EXERCISE ▸ In the answer, each line must appear exactly as in the records, and no picture may appear.

INFORMATION GIVEN ▸
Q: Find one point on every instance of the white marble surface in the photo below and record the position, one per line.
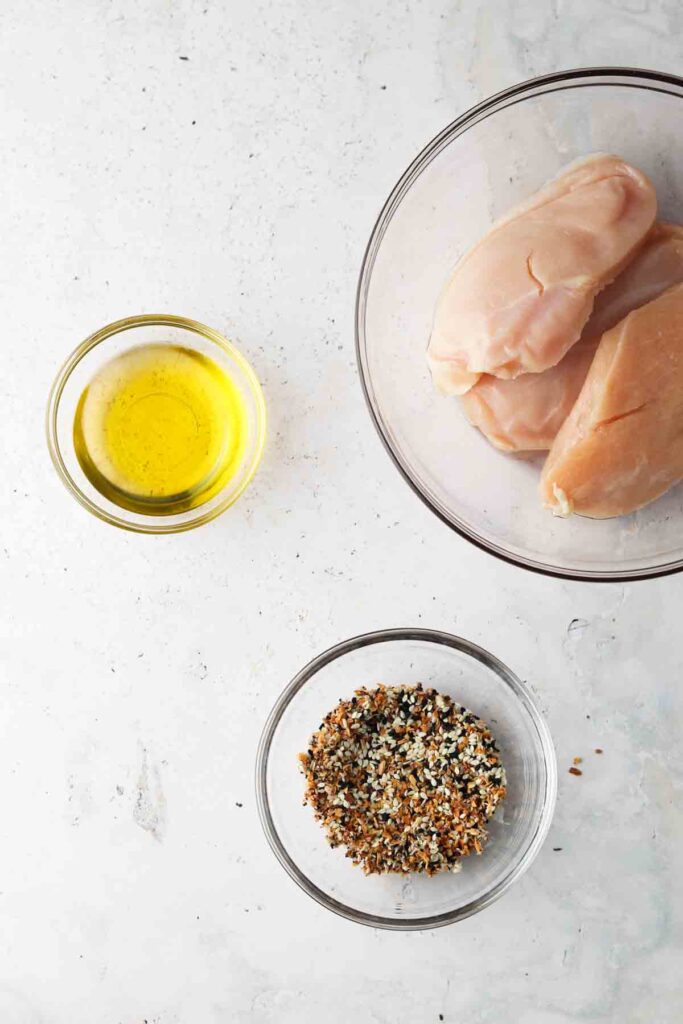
(239, 186)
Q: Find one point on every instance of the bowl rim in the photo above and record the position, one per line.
(464, 646)
(625, 77)
(156, 525)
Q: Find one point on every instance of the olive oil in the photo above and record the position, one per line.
(160, 429)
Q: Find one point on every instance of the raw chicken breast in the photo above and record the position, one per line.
(622, 445)
(519, 299)
(525, 414)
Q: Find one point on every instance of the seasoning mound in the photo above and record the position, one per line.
(404, 778)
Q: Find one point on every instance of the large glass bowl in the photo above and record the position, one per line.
(473, 678)
(496, 155)
(111, 342)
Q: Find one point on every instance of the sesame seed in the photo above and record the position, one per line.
(420, 774)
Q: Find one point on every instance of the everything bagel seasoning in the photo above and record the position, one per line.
(404, 778)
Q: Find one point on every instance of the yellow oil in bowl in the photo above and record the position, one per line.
(160, 429)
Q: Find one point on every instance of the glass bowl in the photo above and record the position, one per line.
(475, 679)
(491, 158)
(105, 344)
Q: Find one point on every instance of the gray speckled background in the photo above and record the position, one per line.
(239, 186)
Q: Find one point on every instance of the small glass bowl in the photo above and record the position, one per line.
(472, 677)
(105, 344)
(493, 157)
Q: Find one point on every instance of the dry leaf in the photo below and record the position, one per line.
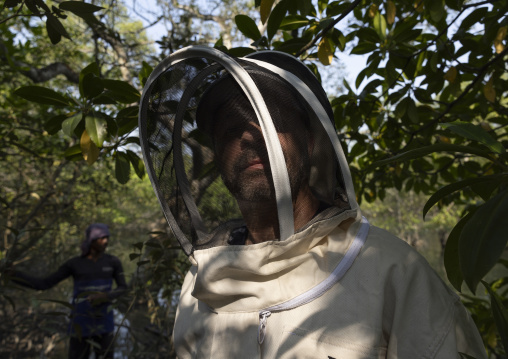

EXERCISE RESPONSE ▸
Q: Find one point on every instance of the white marble surface in the photo below and record the position, one per line.
(239, 186)
Q: Find one point on every instance of the bowl rim in the photo above and record the position, one per line.
(464, 646)
(625, 77)
(156, 525)
Q: Find one point on every instance of the olive oil in the photo above and record the position, one per line.
(160, 429)
Q: Find one point on every instance of the raw chicken breast in the photo above and record the position, one per line.
(622, 445)
(519, 299)
(525, 414)
Q: Find one point on every instance of the seasoning mound in the photo above and record the position, one per line.
(404, 778)
Q: Find one point on every instance of the large glass bowl in the photo above and record the position, one per line.
(473, 678)
(496, 155)
(111, 342)
Q: Find one point on every instance of the sesame seed in the photo above and record the position, one per line.
(420, 774)
Q: Find one point on every instance of the everything bagel seasoning in the photo above and record the position, one per line.
(404, 778)
Q: Find one point on every instance of the yellow oil in bowl in the photo above and record the position, one per line.
(160, 429)
Q: Find one point on every instance of the glass bowl in the photo above and record the position, one per line.
(475, 679)
(491, 158)
(105, 344)
Q: Find one point on every instance of the gray speckled background in the photo above and record the position, one per line.
(239, 186)
Q: Find one point on every instance of the small glass bowl in the photo above and record the position, one per line.
(472, 677)
(105, 344)
(493, 157)
Q: Find one point on every instance of the dry leaf in the photo below and record the position, one per line.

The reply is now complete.